Task directions:
Reproduce exactly, and only, the lines below from the one containing "Target: person sitting on ground" through the one containing "the forest background.".
*** Entries provided Section Begins ***
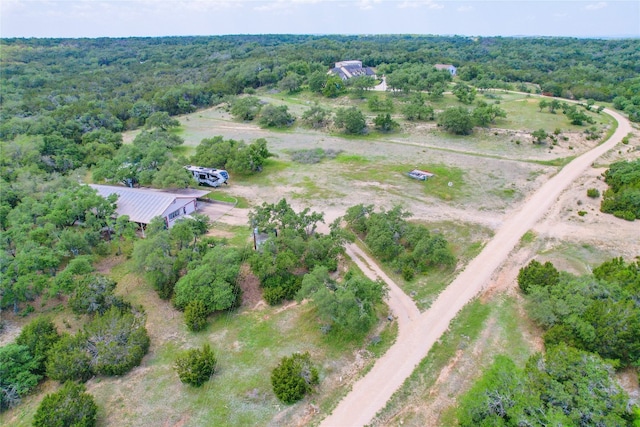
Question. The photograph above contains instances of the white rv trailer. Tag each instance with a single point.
(208, 176)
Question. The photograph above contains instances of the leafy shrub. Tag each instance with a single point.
(565, 386)
(195, 367)
(195, 315)
(623, 196)
(276, 116)
(294, 377)
(536, 274)
(594, 193)
(117, 342)
(17, 374)
(628, 215)
(94, 294)
(347, 308)
(210, 280)
(597, 313)
(69, 406)
(69, 359)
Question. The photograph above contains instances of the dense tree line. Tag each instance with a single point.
(592, 326)
(623, 196)
(597, 313)
(293, 248)
(564, 386)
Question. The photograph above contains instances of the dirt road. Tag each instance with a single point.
(417, 333)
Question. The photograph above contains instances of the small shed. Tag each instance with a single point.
(143, 204)
(449, 67)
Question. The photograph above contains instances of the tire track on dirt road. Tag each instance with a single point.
(417, 334)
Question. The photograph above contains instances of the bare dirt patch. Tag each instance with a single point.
(250, 285)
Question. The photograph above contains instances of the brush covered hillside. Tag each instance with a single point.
(267, 304)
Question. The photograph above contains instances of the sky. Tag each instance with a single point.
(132, 18)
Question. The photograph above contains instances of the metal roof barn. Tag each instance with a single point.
(141, 205)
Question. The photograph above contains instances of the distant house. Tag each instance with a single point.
(450, 68)
(349, 69)
(144, 204)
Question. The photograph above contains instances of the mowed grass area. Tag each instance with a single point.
(248, 343)
(465, 240)
(476, 335)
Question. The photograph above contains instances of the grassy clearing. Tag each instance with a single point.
(576, 258)
(239, 202)
(236, 235)
(248, 344)
(466, 241)
(478, 333)
(465, 328)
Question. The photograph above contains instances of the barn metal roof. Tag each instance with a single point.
(143, 204)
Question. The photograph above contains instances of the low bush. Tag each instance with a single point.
(294, 377)
(69, 406)
(594, 193)
(195, 367)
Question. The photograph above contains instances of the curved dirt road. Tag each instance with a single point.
(418, 332)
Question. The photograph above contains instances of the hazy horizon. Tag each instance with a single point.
(158, 18)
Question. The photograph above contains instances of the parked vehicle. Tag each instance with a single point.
(208, 176)
(420, 174)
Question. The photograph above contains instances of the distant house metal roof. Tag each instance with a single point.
(143, 204)
(348, 69)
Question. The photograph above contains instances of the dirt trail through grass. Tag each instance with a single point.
(416, 337)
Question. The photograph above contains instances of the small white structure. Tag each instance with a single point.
(143, 204)
(420, 174)
(208, 176)
(450, 68)
(349, 69)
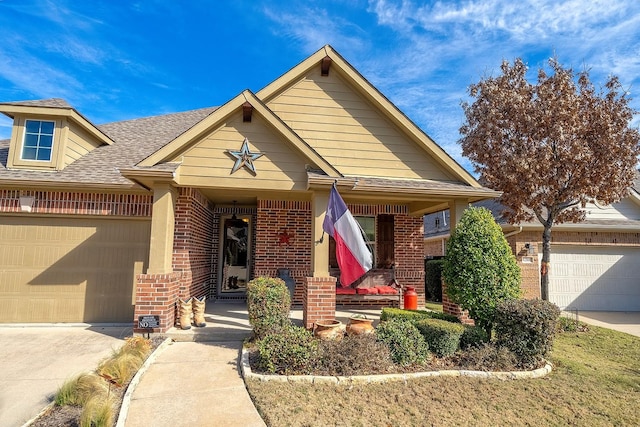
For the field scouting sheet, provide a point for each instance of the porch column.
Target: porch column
(319, 294)
(162, 229)
(456, 208)
(320, 249)
(157, 290)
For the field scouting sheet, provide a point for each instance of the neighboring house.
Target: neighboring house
(107, 223)
(595, 265)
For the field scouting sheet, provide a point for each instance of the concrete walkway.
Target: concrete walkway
(193, 384)
(196, 380)
(622, 321)
(35, 360)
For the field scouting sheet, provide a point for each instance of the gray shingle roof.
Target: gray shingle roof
(51, 103)
(134, 140)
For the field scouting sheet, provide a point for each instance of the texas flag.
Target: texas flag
(354, 258)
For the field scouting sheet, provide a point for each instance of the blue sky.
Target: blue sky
(117, 60)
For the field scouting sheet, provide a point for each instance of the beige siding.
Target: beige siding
(279, 168)
(79, 143)
(625, 209)
(349, 132)
(70, 269)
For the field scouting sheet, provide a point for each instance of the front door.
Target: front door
(235, 256)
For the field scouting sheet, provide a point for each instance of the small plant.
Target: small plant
(433, 278)
(413, 315)
(293, 351)
(354, 355)
(98, 411)
(527, 328)
(268, 305)
(473, 337)
(406, 344)
(443, 337)
(77, 391)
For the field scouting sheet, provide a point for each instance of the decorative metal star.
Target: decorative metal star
(244, 157)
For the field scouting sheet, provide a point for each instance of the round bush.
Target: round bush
(405, 342)
(292, 351)
(527, 328)
(268, 305)
(479, 269)
(443, 337)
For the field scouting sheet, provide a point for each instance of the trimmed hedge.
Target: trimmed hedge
(268, 305)
(527, 328)
(443, 337)
(406, 344)
(473, 337)
(292, 351)
(433, 278)
(413, 315)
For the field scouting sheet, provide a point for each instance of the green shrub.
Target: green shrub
(406, 344)
(268, 305)
(473, 337)
(354, 355)
(443, 337)
(487, 357)
(566, 324)
(292, 351)
(433, 278)
(413, 315)
(527, 328)
(479, 269)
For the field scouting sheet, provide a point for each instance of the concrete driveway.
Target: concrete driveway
(623, 321)
(36, 360)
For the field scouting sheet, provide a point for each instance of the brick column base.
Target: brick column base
(318, 300)
(156, 295)
(450, 307)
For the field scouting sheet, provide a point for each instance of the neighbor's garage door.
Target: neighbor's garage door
(595, 278)
(70, 270)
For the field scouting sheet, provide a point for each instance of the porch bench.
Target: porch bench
(346, 296)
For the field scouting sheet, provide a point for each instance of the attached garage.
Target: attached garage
(70, 269)
(595, 278)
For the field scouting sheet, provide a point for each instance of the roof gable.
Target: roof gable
(382, 132)
(173, 151)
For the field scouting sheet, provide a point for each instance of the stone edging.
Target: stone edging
(364, 379)
(126, 400)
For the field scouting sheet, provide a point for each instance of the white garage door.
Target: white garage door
(595, 278)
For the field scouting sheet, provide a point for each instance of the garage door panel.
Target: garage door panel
(70, 269)
(595, 278)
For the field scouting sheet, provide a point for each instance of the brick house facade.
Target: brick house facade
(128, 217)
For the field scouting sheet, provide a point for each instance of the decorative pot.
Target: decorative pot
(329, 330)
(359, 326)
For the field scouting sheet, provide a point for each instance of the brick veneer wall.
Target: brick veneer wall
(319, 300)
(192, 244)
(283, 240)
(433, 248)
(409, 253)
(156, 295)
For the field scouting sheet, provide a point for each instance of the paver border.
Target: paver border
(366, 379)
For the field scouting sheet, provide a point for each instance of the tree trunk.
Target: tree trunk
(546, 258)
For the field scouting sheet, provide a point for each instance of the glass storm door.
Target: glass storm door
(235, 256)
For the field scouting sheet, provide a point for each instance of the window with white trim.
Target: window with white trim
(38, 140)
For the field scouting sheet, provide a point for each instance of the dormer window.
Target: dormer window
(38, 140)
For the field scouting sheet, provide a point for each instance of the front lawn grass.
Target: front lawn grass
(595, 382)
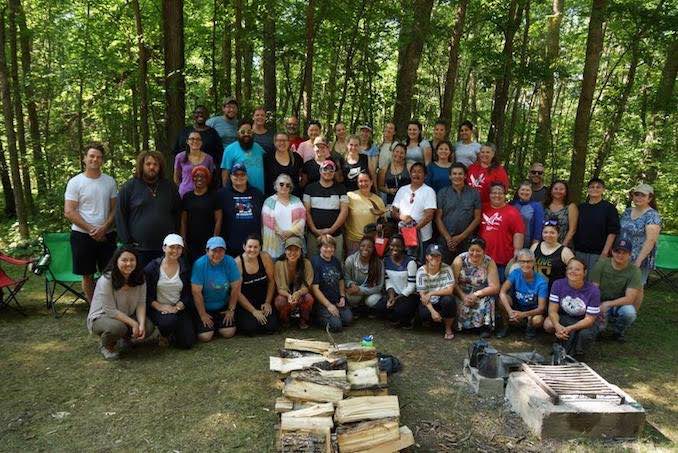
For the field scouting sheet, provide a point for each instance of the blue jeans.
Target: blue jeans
(620, 318)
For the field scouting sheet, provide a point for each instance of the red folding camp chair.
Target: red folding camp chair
(9, 287)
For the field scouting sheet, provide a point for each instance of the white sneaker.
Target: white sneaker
(109, 355)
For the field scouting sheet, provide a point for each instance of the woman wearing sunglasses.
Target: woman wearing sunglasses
(283, 216)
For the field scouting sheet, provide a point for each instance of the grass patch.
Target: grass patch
(59, 394)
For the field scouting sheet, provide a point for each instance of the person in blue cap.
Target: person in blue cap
(215, 284)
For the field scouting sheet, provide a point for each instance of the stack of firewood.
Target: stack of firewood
(335, 399)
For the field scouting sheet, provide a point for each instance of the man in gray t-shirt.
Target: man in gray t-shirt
(458, 213)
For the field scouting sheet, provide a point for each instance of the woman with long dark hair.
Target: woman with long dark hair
(118, 309)
(364, 273)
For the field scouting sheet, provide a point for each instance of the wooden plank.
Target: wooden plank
(282, 404)
(367, 408)
(309, 391)
(314, 410)
(367, 435)
(319, 347)
(306, 423)
(405, 440)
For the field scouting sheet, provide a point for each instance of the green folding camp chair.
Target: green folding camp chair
(61, 284)
(666, 264)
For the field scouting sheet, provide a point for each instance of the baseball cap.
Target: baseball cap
(622, 244)
(173, 239)
(643, 188)
(294, 240)
(238, 167)
(215, 243)
(434, 249)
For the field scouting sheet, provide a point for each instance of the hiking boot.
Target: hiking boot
(108, 354)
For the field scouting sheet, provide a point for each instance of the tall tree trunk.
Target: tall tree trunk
(620, 108)
(582, 122)
(19, 110)
(414, 29)
(543, 140)
(501, 90)
(175, 85)
(8, 114)
(239, 46)
(270, 82)
(664, 104)
(307, 86)
(142, 76)
(227, 55)
(33, 122)
(7, 191)
(453, 64)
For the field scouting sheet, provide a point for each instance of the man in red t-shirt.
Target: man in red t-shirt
(502, 228)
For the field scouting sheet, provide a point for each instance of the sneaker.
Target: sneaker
(108, 354)
(502, 333)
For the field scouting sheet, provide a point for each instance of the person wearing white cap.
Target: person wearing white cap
(215, 285)
(168, 294)
(641, 225)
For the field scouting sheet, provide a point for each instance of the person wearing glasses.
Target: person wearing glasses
(477, 286)
(551, 257)
(245, 151)
(641, 225)
(537, 181)
(597, 225)
(522, 298)
(282, 216)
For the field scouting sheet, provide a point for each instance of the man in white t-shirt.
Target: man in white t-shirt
(90, 206)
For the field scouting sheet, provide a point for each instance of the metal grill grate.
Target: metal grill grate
(574, 381)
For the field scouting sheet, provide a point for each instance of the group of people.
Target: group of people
(260, 229)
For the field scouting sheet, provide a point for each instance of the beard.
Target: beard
(246, 142)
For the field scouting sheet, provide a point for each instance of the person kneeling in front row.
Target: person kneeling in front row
(215, 284)
(118, 310)
(331, 309)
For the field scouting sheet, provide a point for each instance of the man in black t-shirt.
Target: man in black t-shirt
(326, 205)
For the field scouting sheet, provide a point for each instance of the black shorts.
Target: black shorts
(90, 255)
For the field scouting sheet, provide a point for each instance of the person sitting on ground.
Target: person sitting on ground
(620, 283)
(551, 257)
(215, 284)
(523, 297)
(168, 295)
(118, 309)
(331, 309)
(531, 212)
(400, 303)
(294, 278)
(364, 273)
(254, 313)
(435, 284)
(477, 285)
(573, 309)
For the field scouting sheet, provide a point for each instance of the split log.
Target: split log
(405, 440)
(309, 391)
(283, 405)
(367, 408)
(306, 423)
(367, 435)
(319, 347)
(352, 366)
(315, 410)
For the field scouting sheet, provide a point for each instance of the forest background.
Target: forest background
(585, 86)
*** Entries provided Section Ends ***
Solution for this problem:
Target: person sitting on ground
(620, 283)
(551, 257)
(215, 284)
(523, 297)
(168, 295)
(118, 309)
(331, 309)
(531, 212)
(400, 303)
(294, 278)
(364, 273)
(254, 313)
(435, 284)
(477, 285)
(573, 309)
For the field scouting sheet, provide a point for each instance of the split log.
Target: split log
(405, 440)
(309, 391)
(283, 405)
(367, 408)
(306, 423)
(367, 435)
(319, 347)
(352, 366)
(315, 410)
For the field scouting sheet, provide a point for each instance of the forest background.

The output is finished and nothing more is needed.